Задание:
Допишите приведенный ниже фрагмент о неустойчивости новых убеждений в народных массах и о судьбе церквей, начав сразу после его последнего предложения.

Фрагмент документа:
________________________
Но эти замечания приводят к выводу о крайне неустойчивом характере новых убеждений
в народных массах, особенно если эти новые убеждения вступают в противоречие с
ортодоксальными (в том числе новыми) убеждениями, социальная сущность которых находится
в соответствии с основными интересами господствующих классов. Это можно видеть на
примере судьбы религий и церквей. Религия, или какая-то определенная церковь, удерживает
общность своих верующих (в известных рамках потребностей общего исторического развития)
в той мере, в какой она поддерживает, постоянно и организованно, собственную веру, без
устали повторяя свою апологетику, защищая ее каждое мгновение и всегда при помощи
одинаковых аргументов, взяв на свое содержание целую иерархию интеллигентов, призванных
придавать этой вере хотя бы внешнее достоинство мысли. Всякий раз, когда непрерывность
отношений между церковью и верующими прерывалась насильственно, по политическим
причинам, как это произошло во время Французской революции, потери, понесенные
церковью, были неисчислимы, и, если бы условия затрудненного исполнения ею своих
повседневных функций были продлены во времени за известные пределы, такие потери, надо
думать, стали бы решающими и возникла бы новая религия, какая, впрочем, и возникла во
Франции в комбинации со старым католицизмом.
________________________
Показанные данные:

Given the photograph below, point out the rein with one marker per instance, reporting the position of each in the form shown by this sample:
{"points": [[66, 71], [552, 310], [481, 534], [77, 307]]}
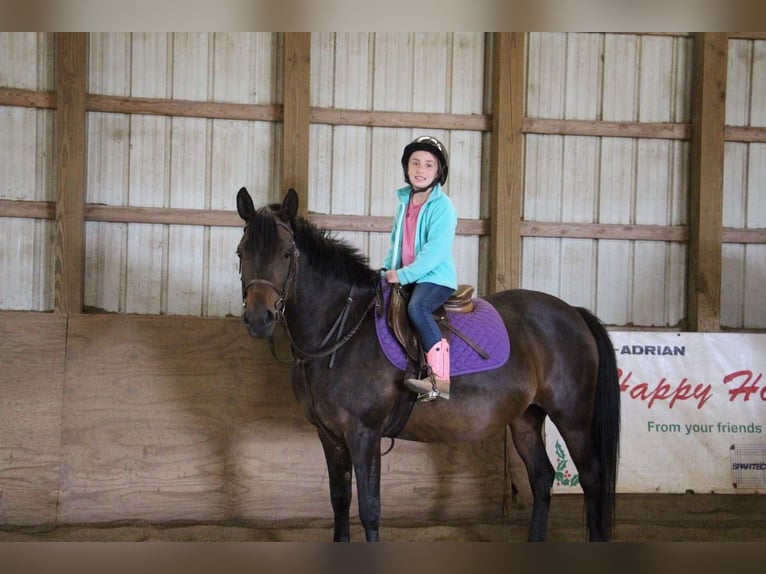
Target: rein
{"points": [[336, 327]]}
________________________
Результат:
Отсюда вытекают некоторые необходимые требования, которым должно удовлетворять каждое культурное движение, стремящееся заменить обыденное сознание и старые мировоззрения вообще:
1) всегда и без устали повторять собственные аргументы (видоизменяя их литературную форму); повторение есть самое эффективное дидактическое средство для воздействия на народное мышление;
2) непрестанно трудиться ради интеллектуального возвышения все более широких слоев народа, то есть для того, чтобы придать индивидуальность аморфному элементу массы, иначе говоря, трудиться, чтобы вызвать к жизни интеллектуальные элиты нового типа, которые вырастали бы непосредственно из массы, оставаясь при этом в контакте с массой, с тем чтобы стать для нее тем же, что китовый ус для корсета. Это второе необходимое требо-вание, если оно выполняется, как раз и является тем, что реально изменяет «идеологическую панораму» эпохи.

С другой стороны, эти элиты, конечно, не могут сложиться и развиться, не формируя внутри
себя иерархии интеллектуальных авторитетов и компетенции, могущей достичь высшей точки
развития в отдельном великом философе, если он окажется способным конкретно
прочувствовать настоятельные требования солидного идеологического сообщества, понять,
что оно не может обладать живостью мысли, присущей индивидуальному уму, и,
следовательно, сумеет точно разработать коллективное учение так, чтобы оно возможно более
соответствовало и было близким образу мыслей коллективного мыслителя.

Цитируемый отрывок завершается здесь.